Text excerpt below:

Saturday, March 14, 2009

Sunoco Will Stop Selling Bisphenol A For Use In Children's Food Products

Sunoco Will Stop Selling Bisphenol A For Use In Children's Food Products
The oil and chemical giant is the first manufacturer to acknowledge health concerns. The FDA still has not
by Dan Shapely
3.13.2009

http://www.thedailygreen.com/print-this/environmental-news/latest/bisphenol-a-47031302
http://www.thedailygreen.com/environmental-news/latest/bisphenol-a-47031302?src=nl&mag=tdg&list=dgr&kw=ist

Sunoco will stop selling Bisphenol A for use in food packaging that goes to children and babies.

Just a week after six more companies said they'd stop selling baby bottles and other products for young children if they will stop selling baby bottles and other products for babies that are made with Bisphenol A, one company that makes the controversial chemical pledged not to sell it for use in any food product for children.

Sunoco, in a letter to investors, has said it will stop selling Bisphenol A to customers who use it in packaging for children's foods, according to yet another groundbreaking report in the Milwaukee Journal Sentinel, where watchdog reporters Meg Kissinger and Susanne Rust have been exposing how harmful and suspect chemicals continue to be used widely, in the absence of effective government regulation.

End of Text excerpt.
Record excerpts below:

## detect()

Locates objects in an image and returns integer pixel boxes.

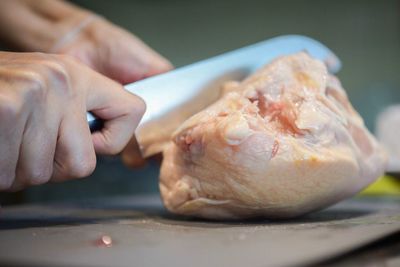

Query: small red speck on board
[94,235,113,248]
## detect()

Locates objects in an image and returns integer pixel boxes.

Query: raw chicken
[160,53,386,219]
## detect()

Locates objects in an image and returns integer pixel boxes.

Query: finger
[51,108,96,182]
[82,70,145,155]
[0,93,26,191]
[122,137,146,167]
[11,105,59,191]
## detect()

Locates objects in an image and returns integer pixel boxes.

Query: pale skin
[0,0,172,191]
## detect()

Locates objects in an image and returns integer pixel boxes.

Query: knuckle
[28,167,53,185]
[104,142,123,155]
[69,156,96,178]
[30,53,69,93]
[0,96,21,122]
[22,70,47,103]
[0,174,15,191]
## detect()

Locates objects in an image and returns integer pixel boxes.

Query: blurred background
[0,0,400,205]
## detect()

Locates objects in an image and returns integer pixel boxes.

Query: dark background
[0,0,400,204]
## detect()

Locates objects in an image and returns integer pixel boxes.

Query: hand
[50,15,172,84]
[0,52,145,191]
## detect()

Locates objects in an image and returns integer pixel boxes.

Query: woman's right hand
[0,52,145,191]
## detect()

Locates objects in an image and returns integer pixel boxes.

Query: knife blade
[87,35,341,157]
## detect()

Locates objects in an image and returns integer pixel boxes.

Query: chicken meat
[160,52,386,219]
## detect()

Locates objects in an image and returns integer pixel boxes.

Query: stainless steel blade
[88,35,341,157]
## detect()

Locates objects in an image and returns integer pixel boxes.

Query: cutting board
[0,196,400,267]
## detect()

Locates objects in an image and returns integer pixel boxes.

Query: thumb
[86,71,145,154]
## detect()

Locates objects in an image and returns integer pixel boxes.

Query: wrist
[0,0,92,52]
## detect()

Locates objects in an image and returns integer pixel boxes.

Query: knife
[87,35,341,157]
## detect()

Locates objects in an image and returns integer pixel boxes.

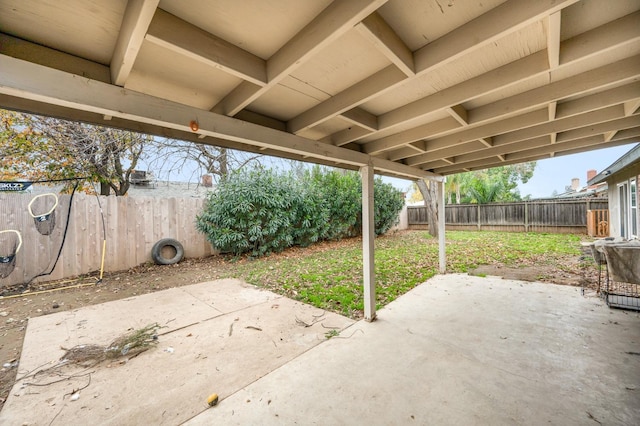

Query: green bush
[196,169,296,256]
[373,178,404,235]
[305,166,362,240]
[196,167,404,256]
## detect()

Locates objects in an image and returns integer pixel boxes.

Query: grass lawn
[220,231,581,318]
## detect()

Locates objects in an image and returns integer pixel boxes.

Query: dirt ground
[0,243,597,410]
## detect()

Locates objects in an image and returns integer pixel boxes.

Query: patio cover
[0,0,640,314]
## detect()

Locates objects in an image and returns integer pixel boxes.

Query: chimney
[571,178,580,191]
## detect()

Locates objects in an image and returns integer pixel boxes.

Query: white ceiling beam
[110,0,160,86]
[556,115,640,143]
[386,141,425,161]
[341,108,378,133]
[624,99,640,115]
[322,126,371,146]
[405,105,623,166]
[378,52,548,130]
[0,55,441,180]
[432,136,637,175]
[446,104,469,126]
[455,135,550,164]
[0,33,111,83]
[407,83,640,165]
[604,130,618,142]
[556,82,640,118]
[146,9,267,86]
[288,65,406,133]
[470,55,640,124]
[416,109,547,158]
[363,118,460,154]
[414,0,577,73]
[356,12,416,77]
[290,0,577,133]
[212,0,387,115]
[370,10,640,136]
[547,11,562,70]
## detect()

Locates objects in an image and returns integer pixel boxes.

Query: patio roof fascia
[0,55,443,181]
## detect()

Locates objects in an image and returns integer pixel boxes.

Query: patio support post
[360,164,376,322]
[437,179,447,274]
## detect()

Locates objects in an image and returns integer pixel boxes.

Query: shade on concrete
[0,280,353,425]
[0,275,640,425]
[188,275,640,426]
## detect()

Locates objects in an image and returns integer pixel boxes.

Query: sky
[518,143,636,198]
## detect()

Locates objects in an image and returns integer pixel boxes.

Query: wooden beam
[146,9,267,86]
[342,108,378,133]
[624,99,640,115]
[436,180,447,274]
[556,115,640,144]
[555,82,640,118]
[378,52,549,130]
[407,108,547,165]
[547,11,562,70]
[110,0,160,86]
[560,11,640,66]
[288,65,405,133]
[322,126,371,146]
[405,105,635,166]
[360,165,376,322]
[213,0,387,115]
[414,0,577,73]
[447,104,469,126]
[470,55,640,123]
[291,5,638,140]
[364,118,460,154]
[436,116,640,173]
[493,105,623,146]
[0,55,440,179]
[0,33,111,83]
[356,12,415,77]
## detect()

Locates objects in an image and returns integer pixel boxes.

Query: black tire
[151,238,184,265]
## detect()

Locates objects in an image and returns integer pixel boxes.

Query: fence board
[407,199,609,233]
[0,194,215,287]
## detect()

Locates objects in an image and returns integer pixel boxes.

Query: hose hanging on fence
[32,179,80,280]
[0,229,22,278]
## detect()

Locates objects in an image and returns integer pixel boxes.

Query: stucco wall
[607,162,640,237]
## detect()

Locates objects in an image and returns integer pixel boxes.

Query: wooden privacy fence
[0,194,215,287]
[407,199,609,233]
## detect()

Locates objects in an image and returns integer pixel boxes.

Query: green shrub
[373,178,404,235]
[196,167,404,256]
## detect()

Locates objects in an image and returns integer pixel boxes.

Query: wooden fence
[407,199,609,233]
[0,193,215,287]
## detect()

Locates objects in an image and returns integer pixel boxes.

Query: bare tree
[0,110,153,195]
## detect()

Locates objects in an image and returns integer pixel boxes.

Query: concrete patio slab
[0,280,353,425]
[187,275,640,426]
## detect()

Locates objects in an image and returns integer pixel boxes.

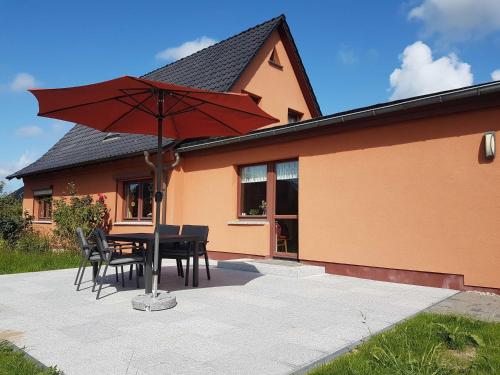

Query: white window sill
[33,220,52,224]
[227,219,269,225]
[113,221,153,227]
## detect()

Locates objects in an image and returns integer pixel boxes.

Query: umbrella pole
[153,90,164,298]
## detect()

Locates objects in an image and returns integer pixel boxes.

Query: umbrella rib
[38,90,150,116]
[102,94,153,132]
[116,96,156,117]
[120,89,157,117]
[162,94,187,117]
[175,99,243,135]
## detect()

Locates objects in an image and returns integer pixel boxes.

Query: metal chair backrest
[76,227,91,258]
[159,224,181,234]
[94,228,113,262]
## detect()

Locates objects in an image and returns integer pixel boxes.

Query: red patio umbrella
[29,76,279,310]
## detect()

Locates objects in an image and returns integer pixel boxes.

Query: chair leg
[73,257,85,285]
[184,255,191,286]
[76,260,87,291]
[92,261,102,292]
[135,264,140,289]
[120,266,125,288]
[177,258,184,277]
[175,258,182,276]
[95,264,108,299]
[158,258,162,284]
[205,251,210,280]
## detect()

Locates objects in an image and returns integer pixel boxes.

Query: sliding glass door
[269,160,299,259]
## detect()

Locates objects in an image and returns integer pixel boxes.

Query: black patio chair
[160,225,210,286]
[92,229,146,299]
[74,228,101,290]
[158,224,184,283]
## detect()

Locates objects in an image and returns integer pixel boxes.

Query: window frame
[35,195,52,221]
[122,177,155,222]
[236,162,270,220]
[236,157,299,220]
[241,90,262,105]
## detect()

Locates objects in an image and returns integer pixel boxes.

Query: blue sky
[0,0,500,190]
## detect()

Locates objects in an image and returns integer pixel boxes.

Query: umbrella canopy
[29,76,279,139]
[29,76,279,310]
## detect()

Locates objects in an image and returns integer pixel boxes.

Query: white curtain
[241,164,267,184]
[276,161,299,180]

End of Record excerpts.

Task objective> Print the stretch of the Bisphenol A article from "Sunoco, in a" through "effective government regulation.". This data has no connection to the text.

Response to this task>
Sunoco, in a letter to investors, has said it will stop selling Bisphenol A to customers who use it in packaging for children's foods, according to yet another groundbreaking report in the Milwaukee Journal Sentinel, where watchdog reporters Meg Kissinger and Susanne Rust have been exposing how harmful and suspect chemicals continue to be used widely, in the absence of effective government regulation.